== Text excerpt ==

Here, a!! is defined as (a!)!.

123!!!!!! is absolutely gigantic. I think you'd need more particles than there are in the universe if you were to write it down in ink.

You can't therefore compare the numbers directly. I conject that there is not a number class that can do this.

What you can do, is to consider the quotient 123!!!!!! / 456!!!. Many of the multiples will be similar, so you can cancel them. Note also that trailing ! will cancel. This is because x > y implies, and is implied by x! > y! where x and y are positive integers.

Eventually you'll reach a point where you can evaluate this as being less or greater than 1, so yielding your answer.

I can tell you on inspection that 123!!!!!! is larger since 123!!! is larger than 456.

  • 31
    I did and it's a mess. The cliche "do it in an object orientated way" applies here. I'd approach this problem by writing a class to represent an integer followed by n factorials. Parse each string to an instance of it. You could then build the initial "trailing !" canceller trivially. You'll end up with no more than one of the numbers having !. In your case, because I know that 123!!! contains 456 in its expansion, it must be larger. So your fancy class need no more than a parse, a canceller, and a comparison to an integral type. – Bathsheba Nov 25 '15 at 13:09
  • 13
    Great answer. A small addition: it's necessary to check three boundary cases: 0!!!...!!!!! = 1, 1!!...!!!!! = 1, 2!!...!!!!! = 2. – Mark Shevchenko Nov 25 '15 at 13:31
  • 11
    "Please go through my code", "I did and it's a mess" had me laughing. Great answer though and some very good advice. – jeremy radcliff Nov 25 '15 at 16:32
  • 2
    @AlecTeal Within the domain of discourse of "things that are factorial-able", which is the context of OP's question, the domain of ! is all that's relevant. The fact that you can extend the domain of discourse to all integers, or all reals, and then complain that x > y <=> x! > y! is false on the enlarged domain is irrelevant. Your argument is analogous to 'refuting' the claim "there is no number ε s.t. ε > 0 and ε² = 0" appearing in a real analysis textbook by saying "But there is such an ε in the dual numbers! The textbook is wrong!". – senshin Nov 26 '15 at 6:43
  • 1
    @senshin Or simpler: "There is no natural number X such that X's successor is 0" -> "Yes there is, it's -1!" – user253751 Nov 26 '15 at 9:59
22

Unlike the other answers, you can do it without any approximation.

Here it is :

123 !!!!!! > 456 !!! 

means actually

123 !!!!! > 456 !!

===
== Dataset excerpts ==

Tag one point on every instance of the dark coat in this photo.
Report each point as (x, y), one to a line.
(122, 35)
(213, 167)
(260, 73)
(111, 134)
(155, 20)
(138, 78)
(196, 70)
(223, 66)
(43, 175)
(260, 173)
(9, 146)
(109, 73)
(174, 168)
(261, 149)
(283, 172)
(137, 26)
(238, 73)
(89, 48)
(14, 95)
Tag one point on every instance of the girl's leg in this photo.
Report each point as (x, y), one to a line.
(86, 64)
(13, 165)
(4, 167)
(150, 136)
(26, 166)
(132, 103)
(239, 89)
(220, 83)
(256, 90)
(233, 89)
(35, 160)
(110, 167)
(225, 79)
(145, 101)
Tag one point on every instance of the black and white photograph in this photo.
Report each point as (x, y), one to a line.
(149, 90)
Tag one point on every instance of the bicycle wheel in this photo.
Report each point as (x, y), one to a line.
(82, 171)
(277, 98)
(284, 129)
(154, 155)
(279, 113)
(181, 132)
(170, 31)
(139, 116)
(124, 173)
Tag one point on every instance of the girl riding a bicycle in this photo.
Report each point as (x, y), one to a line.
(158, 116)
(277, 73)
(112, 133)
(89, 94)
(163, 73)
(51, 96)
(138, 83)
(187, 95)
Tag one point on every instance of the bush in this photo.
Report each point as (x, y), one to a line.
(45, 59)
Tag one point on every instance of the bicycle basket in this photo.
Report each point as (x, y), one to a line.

===

- **Your objective**
Answer these questions from the factorial thread.
(a) How is a!! defined?
(b) Which three boundary cases does one comment say must be checked?
(c) Which number is said to be larger on inspection, and why?
The lines above are separate material, apart from the factorial thread.

- **Answer to this problem**
(a) a!! is defined as (a!)!.
(b) 0!!...!!!!! = 1, 1!!...!!!!! = 1, and 2!!...!!!!! = 2.
(c) 123!!!!!! is larger, because 123!!! is larger than 456.